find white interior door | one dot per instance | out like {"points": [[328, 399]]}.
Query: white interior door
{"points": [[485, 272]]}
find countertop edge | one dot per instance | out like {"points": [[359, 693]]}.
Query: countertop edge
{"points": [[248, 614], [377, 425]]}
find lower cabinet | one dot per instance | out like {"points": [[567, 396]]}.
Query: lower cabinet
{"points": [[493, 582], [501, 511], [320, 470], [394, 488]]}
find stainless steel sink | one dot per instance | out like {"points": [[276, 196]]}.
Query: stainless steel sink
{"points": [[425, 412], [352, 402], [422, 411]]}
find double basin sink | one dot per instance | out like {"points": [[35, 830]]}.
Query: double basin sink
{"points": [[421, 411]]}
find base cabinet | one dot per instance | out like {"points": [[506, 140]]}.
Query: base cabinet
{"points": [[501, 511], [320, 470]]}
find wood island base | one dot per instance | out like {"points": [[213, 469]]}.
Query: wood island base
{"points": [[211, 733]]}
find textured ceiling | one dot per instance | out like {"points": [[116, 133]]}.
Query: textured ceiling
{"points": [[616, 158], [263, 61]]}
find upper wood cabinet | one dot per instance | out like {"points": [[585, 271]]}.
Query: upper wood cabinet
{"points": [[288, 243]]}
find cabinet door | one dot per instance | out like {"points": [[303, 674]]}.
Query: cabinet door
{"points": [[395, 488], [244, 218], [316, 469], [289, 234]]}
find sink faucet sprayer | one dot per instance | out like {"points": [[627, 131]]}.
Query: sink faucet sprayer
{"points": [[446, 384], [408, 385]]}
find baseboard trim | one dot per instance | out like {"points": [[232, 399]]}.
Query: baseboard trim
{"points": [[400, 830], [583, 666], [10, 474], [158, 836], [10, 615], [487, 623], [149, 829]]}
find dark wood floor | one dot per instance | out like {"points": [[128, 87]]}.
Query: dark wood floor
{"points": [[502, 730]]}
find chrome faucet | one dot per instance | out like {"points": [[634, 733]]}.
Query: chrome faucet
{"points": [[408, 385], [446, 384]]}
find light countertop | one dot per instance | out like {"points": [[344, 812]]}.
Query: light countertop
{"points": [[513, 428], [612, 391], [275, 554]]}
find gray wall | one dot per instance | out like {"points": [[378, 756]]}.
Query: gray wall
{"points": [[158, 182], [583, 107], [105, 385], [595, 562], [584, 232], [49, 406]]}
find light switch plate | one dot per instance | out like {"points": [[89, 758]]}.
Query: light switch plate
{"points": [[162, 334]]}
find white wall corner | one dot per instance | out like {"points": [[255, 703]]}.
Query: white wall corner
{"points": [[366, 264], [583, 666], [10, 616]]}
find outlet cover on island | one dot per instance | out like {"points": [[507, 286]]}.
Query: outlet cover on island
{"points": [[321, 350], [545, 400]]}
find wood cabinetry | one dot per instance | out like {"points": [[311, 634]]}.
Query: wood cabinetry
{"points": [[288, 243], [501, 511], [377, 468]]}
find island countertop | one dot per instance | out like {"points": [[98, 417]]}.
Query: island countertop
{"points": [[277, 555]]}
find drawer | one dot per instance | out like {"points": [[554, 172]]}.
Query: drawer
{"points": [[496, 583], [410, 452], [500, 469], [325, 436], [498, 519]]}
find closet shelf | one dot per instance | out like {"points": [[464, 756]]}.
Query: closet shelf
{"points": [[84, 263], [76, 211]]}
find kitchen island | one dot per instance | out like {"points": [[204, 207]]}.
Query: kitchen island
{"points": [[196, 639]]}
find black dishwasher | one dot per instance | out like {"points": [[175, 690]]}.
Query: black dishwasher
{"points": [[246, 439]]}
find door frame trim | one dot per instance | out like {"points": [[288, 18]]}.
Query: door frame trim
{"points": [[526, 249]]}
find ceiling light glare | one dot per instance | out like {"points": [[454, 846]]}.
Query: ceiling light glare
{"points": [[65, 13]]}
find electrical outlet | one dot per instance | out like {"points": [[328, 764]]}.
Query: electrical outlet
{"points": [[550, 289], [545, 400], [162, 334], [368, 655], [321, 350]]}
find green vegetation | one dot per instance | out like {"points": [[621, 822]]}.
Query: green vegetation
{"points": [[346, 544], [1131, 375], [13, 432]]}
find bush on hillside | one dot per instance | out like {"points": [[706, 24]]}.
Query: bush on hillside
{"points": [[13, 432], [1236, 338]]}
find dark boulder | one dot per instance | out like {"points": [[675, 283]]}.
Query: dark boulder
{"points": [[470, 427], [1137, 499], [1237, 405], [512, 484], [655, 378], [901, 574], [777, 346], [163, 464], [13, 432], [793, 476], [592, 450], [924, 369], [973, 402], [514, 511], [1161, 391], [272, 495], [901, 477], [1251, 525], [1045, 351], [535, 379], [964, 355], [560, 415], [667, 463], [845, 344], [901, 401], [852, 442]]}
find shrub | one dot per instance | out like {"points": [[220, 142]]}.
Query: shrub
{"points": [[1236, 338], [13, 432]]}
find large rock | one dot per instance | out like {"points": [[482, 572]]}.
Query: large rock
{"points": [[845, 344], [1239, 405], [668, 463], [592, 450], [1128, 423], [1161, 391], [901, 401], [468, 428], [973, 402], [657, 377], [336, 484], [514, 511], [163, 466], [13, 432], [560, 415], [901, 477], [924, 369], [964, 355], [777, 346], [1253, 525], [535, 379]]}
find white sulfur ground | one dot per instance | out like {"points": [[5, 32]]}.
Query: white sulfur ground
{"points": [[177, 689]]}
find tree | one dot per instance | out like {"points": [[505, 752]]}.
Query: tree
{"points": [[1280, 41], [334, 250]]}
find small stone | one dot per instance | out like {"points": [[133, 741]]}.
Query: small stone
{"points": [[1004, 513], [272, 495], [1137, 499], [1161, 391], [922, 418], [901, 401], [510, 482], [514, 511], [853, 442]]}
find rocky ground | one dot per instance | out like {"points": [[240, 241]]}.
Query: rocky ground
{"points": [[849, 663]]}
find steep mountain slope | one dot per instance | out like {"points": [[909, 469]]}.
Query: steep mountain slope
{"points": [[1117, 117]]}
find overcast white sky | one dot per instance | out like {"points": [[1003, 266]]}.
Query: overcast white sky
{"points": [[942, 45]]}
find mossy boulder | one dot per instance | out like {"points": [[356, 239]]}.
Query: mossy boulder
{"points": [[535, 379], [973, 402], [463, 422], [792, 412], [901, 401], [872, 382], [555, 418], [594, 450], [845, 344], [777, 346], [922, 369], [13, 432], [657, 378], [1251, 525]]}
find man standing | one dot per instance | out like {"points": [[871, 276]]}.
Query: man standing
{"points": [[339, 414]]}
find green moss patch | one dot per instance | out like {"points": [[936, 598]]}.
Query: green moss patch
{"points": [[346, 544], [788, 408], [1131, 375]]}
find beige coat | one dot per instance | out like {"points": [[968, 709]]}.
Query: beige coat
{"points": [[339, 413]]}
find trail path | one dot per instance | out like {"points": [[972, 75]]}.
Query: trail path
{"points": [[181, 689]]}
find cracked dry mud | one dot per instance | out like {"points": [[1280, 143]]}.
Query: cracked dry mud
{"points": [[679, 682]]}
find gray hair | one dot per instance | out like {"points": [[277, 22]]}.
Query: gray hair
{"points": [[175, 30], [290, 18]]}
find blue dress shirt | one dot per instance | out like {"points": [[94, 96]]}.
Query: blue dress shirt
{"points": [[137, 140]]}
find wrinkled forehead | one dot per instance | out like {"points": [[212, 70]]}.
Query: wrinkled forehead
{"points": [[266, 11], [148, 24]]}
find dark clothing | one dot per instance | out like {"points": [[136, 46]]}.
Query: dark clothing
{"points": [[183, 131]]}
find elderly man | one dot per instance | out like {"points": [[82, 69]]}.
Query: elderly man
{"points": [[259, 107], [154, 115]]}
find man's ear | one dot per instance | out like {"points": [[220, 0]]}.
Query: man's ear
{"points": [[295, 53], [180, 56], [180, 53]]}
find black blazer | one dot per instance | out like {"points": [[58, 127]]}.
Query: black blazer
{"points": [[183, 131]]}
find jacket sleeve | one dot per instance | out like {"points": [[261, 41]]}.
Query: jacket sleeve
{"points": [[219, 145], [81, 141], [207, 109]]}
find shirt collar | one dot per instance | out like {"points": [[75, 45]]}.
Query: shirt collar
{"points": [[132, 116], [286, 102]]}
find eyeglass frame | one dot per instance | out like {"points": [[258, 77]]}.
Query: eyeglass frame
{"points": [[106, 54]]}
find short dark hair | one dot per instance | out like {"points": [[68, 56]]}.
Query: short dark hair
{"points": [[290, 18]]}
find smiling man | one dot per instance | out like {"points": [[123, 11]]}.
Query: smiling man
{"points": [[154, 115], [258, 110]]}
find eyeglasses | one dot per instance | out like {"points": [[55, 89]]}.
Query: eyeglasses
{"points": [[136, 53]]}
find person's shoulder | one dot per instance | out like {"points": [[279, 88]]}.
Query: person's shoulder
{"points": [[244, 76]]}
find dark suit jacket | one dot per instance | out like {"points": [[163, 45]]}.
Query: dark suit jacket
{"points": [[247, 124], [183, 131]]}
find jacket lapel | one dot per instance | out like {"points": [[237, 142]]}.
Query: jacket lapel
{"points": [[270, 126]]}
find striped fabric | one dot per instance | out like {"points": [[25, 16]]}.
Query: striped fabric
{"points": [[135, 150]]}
********
-- What the exercise asks --
Write out again, unchanged, every line from the line containing "find dark clothing" to the final line of the material above.

-- Full output --
find dark clothing | one dot per instance | out like {"points": [[136, 46]]}.
Query: dark clothing
{"points": [[183, 131]]}
find elderly man | one dot per instance | out like {"points": [[82, 69]]}.
Query: elderly man
{"points": [[259, 107], [154, 115]]}
find man's ear | one dot per instance | out like {"points": [[220, 0]]}.
Query: man's ear
{"points": [[295, 53], [180, 56], [180, 53]]}
find black blazer | one dot per instance | out like {"points": [[58, 127]]}.
Query: black blazer
{"points": [[183, 131]]}
find jacket sleeve | one dot per instance | out like {"points": [[261, 41]]}.
Query: jacket sleeve
{"points": [[219, 145], [81, 141], [207, 109]]}
find shirt collar | one dot per instance | out like {"points": [[75, 45]]}.
Query: shirt collar
{"points": [[132, 116], [286, 102]]}
find eyeglass frame | one dot per instance | out like {"points": [[258, 77]]}.
Query: eyeglass frame
{"points": [[106, 54]]}
find short dark hair | one dot per instance | out like {"points": [[68, 56]]}.
Query: short dark hair
{"points": [[290, 18]]}
find smiling man | one dot per instance | out like {"points": [[123, 11]]}.
Query: smiling man
{"points": [[154, 115], [258, 110]]}
find eyeglasses | one dot per instance | out like {"points": [[55, 89]]}.
Query: eyeglasses
{"points": [[136, 53]]}
find person's shoulder | one dot per instance | out like {"points": [[279, 88]]}.
Query: person's shoulder
{"points": [[244, 76]]}
find dark suit jacket | one dot per instance | out like {"points": [[163, 45]]}.
Query: dark suit jacket
{"points": [[247, 124], [183, 131]]}
find jacket lapel | one dot per instance | out like {"points": [[237, 142]]}.
Query: jacket lapel
{"points": [[270, 126]]}
find striped fabric | one dot per instance | out like {"points": [[25, 16]]}.
Query: striped fabric
{"points": [[135, 150]]}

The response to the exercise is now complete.